**WHAT YOU ARE ASKED TO DO:** Starting with the line that contains "[point] every instance of the desert", reproduce each line through the end of the entries exactly as written.

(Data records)
################
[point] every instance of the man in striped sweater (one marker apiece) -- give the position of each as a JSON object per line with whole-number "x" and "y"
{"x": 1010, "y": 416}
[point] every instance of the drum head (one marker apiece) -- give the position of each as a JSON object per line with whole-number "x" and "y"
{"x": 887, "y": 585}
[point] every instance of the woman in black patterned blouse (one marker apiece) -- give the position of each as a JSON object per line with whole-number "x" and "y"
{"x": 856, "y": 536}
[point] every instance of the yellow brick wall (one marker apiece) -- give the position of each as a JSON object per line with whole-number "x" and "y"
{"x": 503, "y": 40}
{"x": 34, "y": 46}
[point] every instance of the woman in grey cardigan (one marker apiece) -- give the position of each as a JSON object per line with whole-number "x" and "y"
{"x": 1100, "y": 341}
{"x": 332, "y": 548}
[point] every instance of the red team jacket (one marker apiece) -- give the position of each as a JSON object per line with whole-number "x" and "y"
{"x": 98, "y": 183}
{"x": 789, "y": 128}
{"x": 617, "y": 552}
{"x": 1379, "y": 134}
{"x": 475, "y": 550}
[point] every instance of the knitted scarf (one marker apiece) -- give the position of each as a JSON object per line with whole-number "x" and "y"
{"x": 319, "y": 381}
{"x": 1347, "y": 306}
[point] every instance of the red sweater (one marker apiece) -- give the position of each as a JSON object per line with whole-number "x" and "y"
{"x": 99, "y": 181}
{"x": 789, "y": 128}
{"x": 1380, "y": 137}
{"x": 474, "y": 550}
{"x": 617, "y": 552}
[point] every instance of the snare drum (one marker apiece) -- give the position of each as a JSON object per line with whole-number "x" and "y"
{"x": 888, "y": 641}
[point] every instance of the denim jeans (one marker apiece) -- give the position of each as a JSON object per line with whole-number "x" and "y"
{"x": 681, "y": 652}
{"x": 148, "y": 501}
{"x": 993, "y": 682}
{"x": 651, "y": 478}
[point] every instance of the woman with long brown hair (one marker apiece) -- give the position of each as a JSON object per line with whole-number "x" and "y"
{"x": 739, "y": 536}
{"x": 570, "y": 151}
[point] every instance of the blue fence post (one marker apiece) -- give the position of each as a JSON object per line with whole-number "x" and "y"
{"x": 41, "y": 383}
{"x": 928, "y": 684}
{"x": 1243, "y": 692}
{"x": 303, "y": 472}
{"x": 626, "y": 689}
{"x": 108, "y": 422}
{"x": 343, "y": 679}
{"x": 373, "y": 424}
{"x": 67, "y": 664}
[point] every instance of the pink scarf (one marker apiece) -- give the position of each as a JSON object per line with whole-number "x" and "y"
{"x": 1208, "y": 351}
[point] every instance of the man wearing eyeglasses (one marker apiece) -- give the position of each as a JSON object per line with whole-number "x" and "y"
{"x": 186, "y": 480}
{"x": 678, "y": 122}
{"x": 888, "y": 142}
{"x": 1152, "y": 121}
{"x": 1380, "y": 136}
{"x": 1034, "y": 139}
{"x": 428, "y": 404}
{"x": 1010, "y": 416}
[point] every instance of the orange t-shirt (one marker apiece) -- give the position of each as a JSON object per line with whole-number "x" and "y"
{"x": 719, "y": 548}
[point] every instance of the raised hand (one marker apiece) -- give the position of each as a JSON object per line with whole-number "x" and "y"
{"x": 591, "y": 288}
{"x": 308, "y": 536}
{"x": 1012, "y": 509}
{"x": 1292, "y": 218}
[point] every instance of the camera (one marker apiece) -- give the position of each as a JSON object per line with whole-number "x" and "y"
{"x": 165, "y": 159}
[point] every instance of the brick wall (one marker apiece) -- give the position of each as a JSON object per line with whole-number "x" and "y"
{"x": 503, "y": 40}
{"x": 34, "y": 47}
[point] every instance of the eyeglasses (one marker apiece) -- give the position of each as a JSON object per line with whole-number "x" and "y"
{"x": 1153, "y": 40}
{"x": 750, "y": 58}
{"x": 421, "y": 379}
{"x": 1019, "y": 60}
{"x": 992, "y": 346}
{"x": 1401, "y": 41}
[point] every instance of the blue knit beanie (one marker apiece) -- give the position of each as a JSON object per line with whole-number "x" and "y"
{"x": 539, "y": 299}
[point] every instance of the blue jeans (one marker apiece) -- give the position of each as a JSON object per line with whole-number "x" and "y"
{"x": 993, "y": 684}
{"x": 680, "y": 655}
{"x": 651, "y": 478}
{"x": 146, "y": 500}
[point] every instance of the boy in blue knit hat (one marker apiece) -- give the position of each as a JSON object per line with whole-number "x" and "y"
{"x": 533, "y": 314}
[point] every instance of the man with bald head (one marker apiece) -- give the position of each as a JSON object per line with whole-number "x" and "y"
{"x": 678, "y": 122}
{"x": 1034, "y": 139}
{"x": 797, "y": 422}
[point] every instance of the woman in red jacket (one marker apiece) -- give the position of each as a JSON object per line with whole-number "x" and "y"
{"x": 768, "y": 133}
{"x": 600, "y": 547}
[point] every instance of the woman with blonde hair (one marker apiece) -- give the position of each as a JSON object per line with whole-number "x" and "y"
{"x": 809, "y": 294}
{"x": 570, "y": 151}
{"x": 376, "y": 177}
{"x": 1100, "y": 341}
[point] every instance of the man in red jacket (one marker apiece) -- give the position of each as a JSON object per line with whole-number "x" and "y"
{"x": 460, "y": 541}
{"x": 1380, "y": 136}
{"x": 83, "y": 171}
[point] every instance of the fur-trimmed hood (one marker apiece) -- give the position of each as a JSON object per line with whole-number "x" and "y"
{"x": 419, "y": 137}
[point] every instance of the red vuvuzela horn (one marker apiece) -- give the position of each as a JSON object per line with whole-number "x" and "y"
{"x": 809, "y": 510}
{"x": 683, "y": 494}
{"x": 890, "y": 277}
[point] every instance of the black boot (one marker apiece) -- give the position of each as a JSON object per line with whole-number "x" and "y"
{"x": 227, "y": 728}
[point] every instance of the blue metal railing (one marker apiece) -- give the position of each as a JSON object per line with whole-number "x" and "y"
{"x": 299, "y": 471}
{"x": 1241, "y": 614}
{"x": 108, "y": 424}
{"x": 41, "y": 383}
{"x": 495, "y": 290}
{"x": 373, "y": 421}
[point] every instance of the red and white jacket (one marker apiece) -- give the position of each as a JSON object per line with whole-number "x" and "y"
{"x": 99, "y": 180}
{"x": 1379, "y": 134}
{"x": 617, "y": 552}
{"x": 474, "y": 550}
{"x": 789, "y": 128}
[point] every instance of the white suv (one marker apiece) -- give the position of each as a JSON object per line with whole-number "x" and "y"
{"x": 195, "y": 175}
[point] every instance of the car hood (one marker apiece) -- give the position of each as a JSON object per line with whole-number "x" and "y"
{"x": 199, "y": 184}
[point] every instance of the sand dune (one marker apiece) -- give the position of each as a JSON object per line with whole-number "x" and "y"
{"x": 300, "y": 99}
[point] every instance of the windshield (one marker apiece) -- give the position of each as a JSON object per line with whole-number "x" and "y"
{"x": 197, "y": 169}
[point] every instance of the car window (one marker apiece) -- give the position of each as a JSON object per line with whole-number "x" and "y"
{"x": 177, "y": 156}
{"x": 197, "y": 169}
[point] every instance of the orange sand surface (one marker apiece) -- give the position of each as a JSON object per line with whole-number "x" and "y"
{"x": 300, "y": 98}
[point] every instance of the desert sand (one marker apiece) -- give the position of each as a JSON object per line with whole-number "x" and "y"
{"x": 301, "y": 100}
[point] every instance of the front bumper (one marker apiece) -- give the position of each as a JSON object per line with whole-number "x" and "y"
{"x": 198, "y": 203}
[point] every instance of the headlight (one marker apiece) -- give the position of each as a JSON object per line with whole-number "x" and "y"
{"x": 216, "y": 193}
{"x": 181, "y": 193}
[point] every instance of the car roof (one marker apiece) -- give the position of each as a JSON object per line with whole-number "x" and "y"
################
**WORKED ANSWER:**
[point] every instance of the desert sand (one marker apiece) -- give the position of each as a JSON object per line with whole-number "x" and "y"
{"x": 301, "y": 100}
[point] every instance of the front bumper (one marker apiece) -- give the position of each as a JSON object per line with whole-number "x" and "y"
{"x": 198, "y": 203}
[point] every instance of the headlight (one marker apiece) -- give the position of each as a JSON object per line with whole-number "x" and "y"
{"x": 216, "y": 193}
{"x": 181, "y": 193}
[point] every instance of the car roof (one marker apiece) -- give the position of each as a JSON object per line with whole-number "x" and "y"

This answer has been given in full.